**QUESTIONS ON THE MATERIAL:**
a - What is the Spanish translation of this sentence from the Dog Park reviews: "There’s not a single moment when the novel leaves readers sure of what’s happened, happening, or going to happen."
b - Can you quote the Dog Park reviews from "The latest by" up to and including "still hunt her."?

The latest by Finnish-Estonian novelist Oksanen moves between modern-day Finland and Ukraine in the early days of its post-Soviet independence, tracing a web of exploitation and the commodification of the female body through the lens of Olenka—a woman who is haunted by the memory of her lost child and the ruthless powers that still hunt her.
Oksanen...blows her protagonist’s cover from the first page; but this is no spoiler. What she uncovers remains enigmatic and unprovable not only for the reader, but for Olenka herself, for whom every answer yields a new question, a new source of misgiving ... Ms. Oksanen mines living history, digging up toxic societal elements that have explosive power ... Ms. Oksanen wants her readers to feel uncertain and out of place, as adrift as her protagonist, and as complicit. She forges the links of her story with stealth and delay, slipping them into overlapping scenes in unnumbered chapters ... She postpones for as long as possible the moment when the links join to form the chain of circumstances that coils around her characters. But even then, the chain slithers, eludes the grasp ... The slow build and devious plotting of Dog Park will tantalize the Rubik’s Cube-minded, and the book offers the retrospective satisfaction of infinite replay, like a game with multiple resolutions.
... [a] superb but pitiless thriller ... Oksanen...is an unflinching storyteller with a commitment to discouraging easy and obvious sympathies; as Olenka's narration jumps back and forth in time, readers' loyalty to some characters will be tested, as will an initial revulsion to others. Dog Park charts the particular degradations that women suffer due to war, poverty and imperialism, although one source of cruelty is purely psychological[.]
Oksanen deftly interweaves the lives of Ukrainian women in the mid-2000s, a happy Finnish family in 2016, and readers in 2021 through overlaps of intentions, memories, and citizenship ... How Olenka’s plans are laid out, at times successfully and at others catastrophically, keeps the narrative going until the end. There’s not a single moment when the novel leaves readers sure of what’s happened, happening, or going to happen. At the end of almost every chapter begins a new suspense, usually marked by Olenka’s gradual revelation of an unmentioned aspect of the main narrative. These mini-plot twists—a death, a birth, or a warped relationship—turn the pages to the very end ... This suspense adds to the emotional burden readers must bear from the beginning as this likely dystopia unfolds. Through the tales of the dead, the unborn, and want-to-be mothers, Oksanen’s robust storytelling brings to the fore in this ruminative thriller the capitalization of women’s bodies, on either side of supply and demand, happening then and now—in 2006, in 2016, and 2021.

**INFORMATION PROVIDED:**
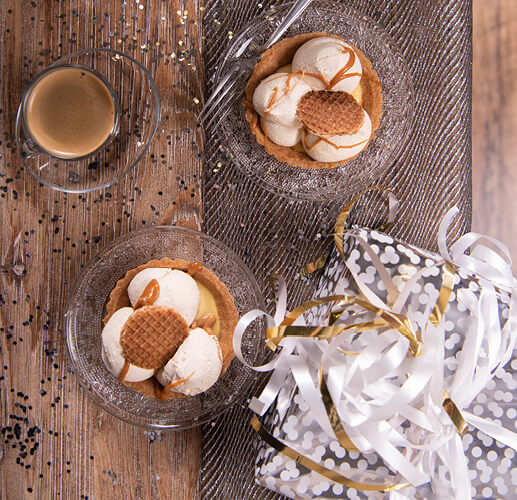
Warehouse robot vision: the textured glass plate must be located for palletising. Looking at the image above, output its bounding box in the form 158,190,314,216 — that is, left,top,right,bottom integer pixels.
65,226,264,429
16,48,160,193
216,1,413,200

**ANSWERS FOR THE TASKS:**
a - No hay un solo momento en que la novela deje a los lectores seguros de lo que ha pasado, de lo que está pasando o de lo que va a pasar.

b -
The latest by Finnish-Estonian novelist Oksanen moves between modern-day Finland and Ukraine in the early days of its post-Soviet independence, tracing a web of exploitation and the commodification of the female body through the lens of Olenka—a woman who is haunted by the memory of her lost child and the ruthless powers that still hunt her.